_Required task 1:_ In the patch thread, condense the paragraph beginning "This patch adds some stubs" into a short bulleted list that keeps its main facts.

_Page:_
--- BEGIN ---
[AMDGPU][PATCH 0/3] barriers/memory-fences related additions

Hello LLVM developers,

This serie of patches aims at defining the new intrinsics necessary to my libclc
serie of patches to implement barriers/memory fences on AMDGPUs.
This patch serie only provides stubs implementations of the necessary intrinsics.
For example, on evergreen hardware, we would need to modify the read/writes
surrounding operations (placed before or in the same loop) so that they make
an ACK when completed.
On Evergreen and SI, everything is lowered to a barrier instruction in fact (for
now).
I plan to add the necessary transformations in a following serie of patches.

Tested on Evergreen (Cedar) only.

(It's my first patches to an open-source project, so don't hesitate to point me my
mistakes/errors/indentation problems etc :slight_smile: ).

Sincerely,
Damien Hilloulin.

[1/3] Addition of the new intrinsics in AMDGPUIntrinsics.td
     This patch adds the definitions of the intrinsics used for
     barriers/memory fences support.
[2/3] Stubs implementation of the new intrinsics on Evergreen
     This patch adds some stubs to provide a first implementation of the
     intrinsics for barriers and memory fences on EG. The barrier.nofence()
     intrinsic is the only intrinsic correctly implemented (for sure)
     with this patch. Maybe the barrier.local() intrinsic can be
     considered ok like this as the LDS memory is atomic. The other
     intrinsics need to use WAIT_ACK in some way and that we modify
     the surrounding memory operations with ACK.
[3/3] Stubs implementation of the new intrinsics on Southern_Islands
      This patch is a first implementation of the newly added
      intrinsics for barriers/memory fences on SI. For ultra-simplicity, every
      intrinsic is lowered to a barrier with no fence.

  lib/Target/R600/AMDGPUIntrinsics.td | 11 +++++
  lib/Target/R600/EvergreenInstructions.td | 69

Hello LLVM developers,

This serie of patches aims at defining the new intrinsics necessary to my libclc
serie of patches to implement barriers/memory fences on AMDGPUs.
This patch serie only provides stubs implementations of the necessary intrinsics.
For example, on evergreen hardware, we would need to modify the read/writes
surrounding operations (placed before or in the same loop) so that they make
an ACK when completed.
On Evergreen and SI, everything is lowered to a barrier instruction in fact (for
now).
I plan to add the necessary transformations in a following serie of patches.

Tested on Evergreen (Cedar) only.

(It's my first patches to an open-source project, so don't hesitate to point me my
mistakes/errors/indentation problems etc :slight_smile: ).

To point out the obvious, patches should always be accompanied by testcases that exercise the new functionality.

thanks,
adrian
--- END ---
_Records for this task:_
--- BEGIN ---
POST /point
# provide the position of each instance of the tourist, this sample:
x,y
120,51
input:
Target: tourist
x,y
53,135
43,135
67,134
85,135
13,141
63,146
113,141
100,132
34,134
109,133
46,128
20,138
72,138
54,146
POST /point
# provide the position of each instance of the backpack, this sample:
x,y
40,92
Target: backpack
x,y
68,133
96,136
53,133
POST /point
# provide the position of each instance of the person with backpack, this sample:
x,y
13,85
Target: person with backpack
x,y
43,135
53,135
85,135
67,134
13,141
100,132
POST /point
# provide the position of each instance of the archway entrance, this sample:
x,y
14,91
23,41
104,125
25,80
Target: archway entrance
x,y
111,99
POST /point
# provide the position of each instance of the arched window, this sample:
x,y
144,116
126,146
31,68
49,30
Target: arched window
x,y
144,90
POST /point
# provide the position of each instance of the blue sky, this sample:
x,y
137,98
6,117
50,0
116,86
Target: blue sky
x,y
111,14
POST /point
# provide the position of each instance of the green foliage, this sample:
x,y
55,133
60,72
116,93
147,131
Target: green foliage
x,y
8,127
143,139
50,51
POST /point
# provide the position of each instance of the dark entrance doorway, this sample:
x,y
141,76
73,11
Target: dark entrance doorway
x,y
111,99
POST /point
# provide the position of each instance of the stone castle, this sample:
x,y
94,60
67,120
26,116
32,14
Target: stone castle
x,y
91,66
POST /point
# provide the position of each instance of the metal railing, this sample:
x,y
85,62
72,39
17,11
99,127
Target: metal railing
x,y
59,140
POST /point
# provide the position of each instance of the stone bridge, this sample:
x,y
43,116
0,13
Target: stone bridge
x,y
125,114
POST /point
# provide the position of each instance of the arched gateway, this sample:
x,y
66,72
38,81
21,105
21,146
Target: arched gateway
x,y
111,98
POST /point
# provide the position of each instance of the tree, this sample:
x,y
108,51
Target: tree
--- END ---
_Required task 2:_ Locate every line of the records that contains the word "doorway" and copy each one.

_Correct answer 1:_
- Adds stub implementations of the barrier and memory-fence intrinsics on Evergreen (EG).
- Only barrier.nofence() is certainly implemented correctly.
- barrier.local() may be acceptable as is, because LDS memory is atomic.
- The other intrinsics need to use WAIT_ACK in some way, and the surrounding memory operations must be modified to issue an ACK.

_Correct answer 2:_
# provide the position of each instance of the dark entrance doorway, this sample:
Target: dark entrance doorway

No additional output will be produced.